Exercise input ->
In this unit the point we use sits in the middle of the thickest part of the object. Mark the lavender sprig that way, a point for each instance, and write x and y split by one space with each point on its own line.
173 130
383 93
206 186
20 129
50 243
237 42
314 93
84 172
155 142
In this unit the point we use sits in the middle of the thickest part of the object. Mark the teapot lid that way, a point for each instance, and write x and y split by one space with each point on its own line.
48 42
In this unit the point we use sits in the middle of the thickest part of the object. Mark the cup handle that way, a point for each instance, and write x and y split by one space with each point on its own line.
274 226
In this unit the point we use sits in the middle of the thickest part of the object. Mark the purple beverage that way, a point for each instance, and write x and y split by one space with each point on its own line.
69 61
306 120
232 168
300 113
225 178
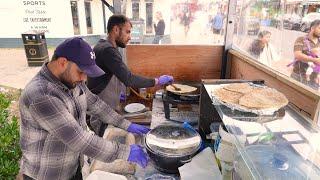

Work to do -> Update these lines by putting "widest part" wherever "thickest part" appears, changing nothing else. Leave the pictures out of your answer.

Reply to the task ->
In this unit the point we use sits in the middle of the widest part of the object. Mark the lavender sprig that way, a point for each instance, and write x and y split by one space with each point on its own line.
173 130
383 93
206 186
20 129
50 243
237 42
314 93
84 172
155 142
In this unit the point we use sits in the middle of the widest part of the object. Mark the teapot lid that way, a point for each instance, and write x and y split by one space with each point on its own line.
48 42
In this unit the point we use sits in the middle of the widest part of the object. Mark the cup handle that way, a point for each instance, and write x and y split by one space with each point on its own line.
274 226
In this unit the point we use sits in the middle of the widest part of the object. Mark the purple beverage that way, a point for each instance, and write x and y split by one space with each point on its own line.
69 61
306 120
232 168
300 113
225 178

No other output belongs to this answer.